● What you have to do:
Please rewrite all the records below, replacing "Drop one point per instance" with "Mark one point for each instance" and keeping everything else the same. Leave the pictures out of your answer.

** Start Records to use **

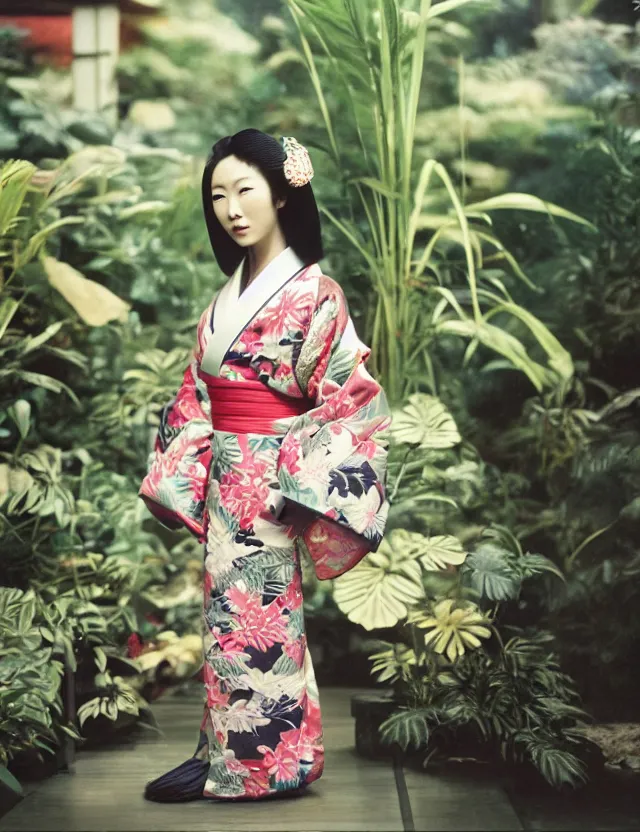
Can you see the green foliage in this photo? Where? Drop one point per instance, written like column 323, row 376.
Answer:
column 423, row 244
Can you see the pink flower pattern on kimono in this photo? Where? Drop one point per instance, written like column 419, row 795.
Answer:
column 329, row 461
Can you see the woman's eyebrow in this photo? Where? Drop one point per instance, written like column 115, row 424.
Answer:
column 235, row 183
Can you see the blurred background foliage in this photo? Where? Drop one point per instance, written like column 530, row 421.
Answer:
column 515, row 506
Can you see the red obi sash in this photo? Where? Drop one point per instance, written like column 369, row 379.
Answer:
column 249, row 406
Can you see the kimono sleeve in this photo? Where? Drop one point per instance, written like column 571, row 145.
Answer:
column 333, row 458
column 175, row 486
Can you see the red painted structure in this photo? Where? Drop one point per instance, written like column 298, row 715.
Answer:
column 48, row 24
column 49, row 35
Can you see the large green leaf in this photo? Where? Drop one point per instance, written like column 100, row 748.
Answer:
column 491, row 574
column 380, row 589
column 424, row 422
column 433, row 553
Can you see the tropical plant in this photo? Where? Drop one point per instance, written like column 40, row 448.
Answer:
column 454, row 672
column 408, row 224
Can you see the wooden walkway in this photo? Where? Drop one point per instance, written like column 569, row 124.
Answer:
column 353, row 795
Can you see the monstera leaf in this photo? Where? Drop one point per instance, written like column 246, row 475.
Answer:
column 380, row 589
column 434, row 553
column 424, row 422
column 490, row 573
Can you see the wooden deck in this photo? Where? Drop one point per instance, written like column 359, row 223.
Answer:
column 353, row 795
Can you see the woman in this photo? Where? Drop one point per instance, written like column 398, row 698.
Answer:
column 273, row 444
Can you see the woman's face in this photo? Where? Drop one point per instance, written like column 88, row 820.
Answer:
column 242, row 201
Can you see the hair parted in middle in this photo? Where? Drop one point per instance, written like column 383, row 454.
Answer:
column 299, row 218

** End Records to use **

● Task response:
Can you see the green foliage in this photo? Where? Mark one point for each instance, written like column 323, row 376.
Answer:
column 423, row 244
Can you see the pink flower pattern on kimono in this photo? Where? Mark one point for each instance, written like column 419, row 795.
Answer:
column 329, row 461
Can you see the woman's eyebrow in this photo? Where? Mark one point for each instance, written like column 115, row 424.
Answer:
column 235, row 183
Can you see the blurred background foliage in this photo? Where? Mark one point for each instance, written like column 530, row 421.
Answer:
column 515, row 506
Can you see the red obi sash in this photo? Where? Mark one point for each instance, written like column 369, row 379.
Answer:
column 249, row 406
Can you see the kimono sleeve in this photo? Where? Mark one point for each instance, written like column 571, row 145.
Answer:
column 333, row 458
column 175, row 486
Can you see the red painted structure in this photo? Where? Mark one point for each instance, written like column 298, row 715.
Answer:
column 48, row 24
column 49, row 35
Can you see the large green leaf in this photo? Where? Mark one point for each instance, written like column 100, row 748.
Answer:
column 491, row 574
column 380, row 589
column 424, row 422
column 433, row 553
Can you see the tropical plant in this photo? Where? Mark one point for each instance, written like column 40, row 448.
Answer:
column 454, row 672
column 408, row 224
Can you see the wooden walkway in this photo? Where? Mark one point for each instance, written like column 569, row 124.
Answer:
column 353, row 795
Can you see the monstera leaf in this photo? Where? Mark one point for each instance, written like column 246, row 475.
Answer:
column 380, row 589
column 434, row 553
column 424, row 422
column 490, row 573
Can you see the wooden deck in this photo? Where? Mark one point for each instance, written like column 359, row 223.
Answer:
column 353, row 795
Can you see the woman in this photo? Where? Mark one point for each instance, written like column 398, row 698.
Answer:
column 273, row 444
Can you see the woman's face in this photo? Where? Mark one point for each instance, written like column 88, row 820.
Answer:
column 242, row 201
Can you see the hair parted in middle in this photo? Where? Mark one point for each instance, written like column 383, row 454.
Answer:
column 299, row 218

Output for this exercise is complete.